[Input records]:

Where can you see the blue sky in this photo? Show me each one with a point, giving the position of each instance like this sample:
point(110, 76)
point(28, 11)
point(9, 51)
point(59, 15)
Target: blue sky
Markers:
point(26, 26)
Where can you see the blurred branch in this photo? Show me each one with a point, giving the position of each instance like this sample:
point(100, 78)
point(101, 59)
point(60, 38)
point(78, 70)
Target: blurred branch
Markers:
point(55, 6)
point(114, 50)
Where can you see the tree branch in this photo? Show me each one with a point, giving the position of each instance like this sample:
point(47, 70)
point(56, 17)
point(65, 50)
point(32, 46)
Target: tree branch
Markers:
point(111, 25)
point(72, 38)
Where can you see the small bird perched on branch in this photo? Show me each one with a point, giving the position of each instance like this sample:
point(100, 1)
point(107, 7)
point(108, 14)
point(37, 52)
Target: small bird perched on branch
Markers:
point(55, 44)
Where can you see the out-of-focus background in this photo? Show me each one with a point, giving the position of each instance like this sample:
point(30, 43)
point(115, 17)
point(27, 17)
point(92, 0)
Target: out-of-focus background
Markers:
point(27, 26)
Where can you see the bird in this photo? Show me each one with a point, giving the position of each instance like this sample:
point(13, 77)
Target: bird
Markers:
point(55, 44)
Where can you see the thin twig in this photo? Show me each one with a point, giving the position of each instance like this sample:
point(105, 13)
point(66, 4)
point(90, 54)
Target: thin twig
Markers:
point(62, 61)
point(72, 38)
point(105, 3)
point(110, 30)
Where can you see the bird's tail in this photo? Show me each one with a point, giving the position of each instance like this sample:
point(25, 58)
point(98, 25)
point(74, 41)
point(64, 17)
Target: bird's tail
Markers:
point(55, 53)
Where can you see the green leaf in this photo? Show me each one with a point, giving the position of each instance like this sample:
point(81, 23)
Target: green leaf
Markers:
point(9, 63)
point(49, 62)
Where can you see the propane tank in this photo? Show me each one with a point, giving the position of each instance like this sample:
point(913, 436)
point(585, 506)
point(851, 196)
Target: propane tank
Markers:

[What the task requires]:
What is needed is an exact copy of the lines from the one containing "Target: bird's tail" through the last line of the records, and nothing else.

[Problem solution]:
Target: bird's tail
Markers:
point(55, 53)
Where can you see the green leaf in this photo? Show me each one with a point, giving the position of each instance like this sample:
point(81, 23)
Target: green leaf
Markers:
point(9, 63)
point(49, 62)
Where can you see the propane tank in this photo? Show me each one with a point, giving the position of each instance like this sample:
point(913, 436)
point(585, 506)
point(851, 196)
Target: propane tank
Markers:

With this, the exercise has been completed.